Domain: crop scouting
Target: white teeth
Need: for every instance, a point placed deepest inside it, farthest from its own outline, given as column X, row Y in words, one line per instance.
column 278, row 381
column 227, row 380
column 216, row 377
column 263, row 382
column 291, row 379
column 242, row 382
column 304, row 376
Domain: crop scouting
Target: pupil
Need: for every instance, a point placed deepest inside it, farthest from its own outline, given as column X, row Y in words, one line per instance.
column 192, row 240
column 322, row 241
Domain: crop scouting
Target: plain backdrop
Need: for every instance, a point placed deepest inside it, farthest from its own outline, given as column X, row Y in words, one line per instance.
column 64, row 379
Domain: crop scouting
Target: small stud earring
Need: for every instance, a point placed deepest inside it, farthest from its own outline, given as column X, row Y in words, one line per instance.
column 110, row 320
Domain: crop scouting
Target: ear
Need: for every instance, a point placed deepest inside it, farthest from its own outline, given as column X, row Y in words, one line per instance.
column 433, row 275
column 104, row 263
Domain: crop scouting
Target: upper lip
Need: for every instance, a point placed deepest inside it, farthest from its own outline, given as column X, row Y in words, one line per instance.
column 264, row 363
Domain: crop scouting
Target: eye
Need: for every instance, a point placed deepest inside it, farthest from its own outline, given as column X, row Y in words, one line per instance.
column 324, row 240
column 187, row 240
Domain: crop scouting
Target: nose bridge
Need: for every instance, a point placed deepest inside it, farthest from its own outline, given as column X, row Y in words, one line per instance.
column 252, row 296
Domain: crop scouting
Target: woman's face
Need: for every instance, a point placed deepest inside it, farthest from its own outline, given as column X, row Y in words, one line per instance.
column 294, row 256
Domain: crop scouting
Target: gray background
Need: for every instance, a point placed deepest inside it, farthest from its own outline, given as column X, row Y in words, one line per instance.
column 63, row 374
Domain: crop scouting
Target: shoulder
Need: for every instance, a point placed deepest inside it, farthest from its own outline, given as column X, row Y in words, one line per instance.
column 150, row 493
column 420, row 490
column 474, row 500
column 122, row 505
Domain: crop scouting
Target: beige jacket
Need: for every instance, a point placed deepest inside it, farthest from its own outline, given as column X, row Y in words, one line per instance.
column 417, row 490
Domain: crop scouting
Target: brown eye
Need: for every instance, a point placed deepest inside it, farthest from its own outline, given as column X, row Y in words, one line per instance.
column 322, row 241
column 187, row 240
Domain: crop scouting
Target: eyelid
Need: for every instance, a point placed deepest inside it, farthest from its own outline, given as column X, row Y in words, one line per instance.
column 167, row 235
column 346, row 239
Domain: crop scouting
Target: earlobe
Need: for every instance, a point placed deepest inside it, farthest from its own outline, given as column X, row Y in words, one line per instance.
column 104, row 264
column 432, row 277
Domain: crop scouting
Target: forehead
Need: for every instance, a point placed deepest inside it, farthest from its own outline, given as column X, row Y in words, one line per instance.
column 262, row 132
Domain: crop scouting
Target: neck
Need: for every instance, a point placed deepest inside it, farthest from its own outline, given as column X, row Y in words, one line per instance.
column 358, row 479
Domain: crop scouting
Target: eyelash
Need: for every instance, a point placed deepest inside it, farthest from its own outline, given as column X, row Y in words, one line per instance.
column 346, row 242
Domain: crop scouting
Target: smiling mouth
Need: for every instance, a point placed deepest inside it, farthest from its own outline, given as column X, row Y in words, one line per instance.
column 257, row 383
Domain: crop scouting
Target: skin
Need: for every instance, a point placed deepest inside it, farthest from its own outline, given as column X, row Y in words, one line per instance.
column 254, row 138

☆ ☆ ☆ ☆ ☆

| Exercise brief |
Please convert the material from its start through the line containing "column 242, row 382", inclusive, into a JSON list of strings, one per line, leaving out blank lines.

| Answer |
[
  "Domain: crop scouting",
  "Target: white teeth",
  "Need: for every instance, a point placed deepest inside it, farthest from its own outline, given as column X, row Y in words, one line per instance.",
  "column 278, row 381",
  "column 227, row 380",
  "column 216, row 377",
  "column 263, row 382",
  "column 291, row 379",
  "column 242, row 382"
]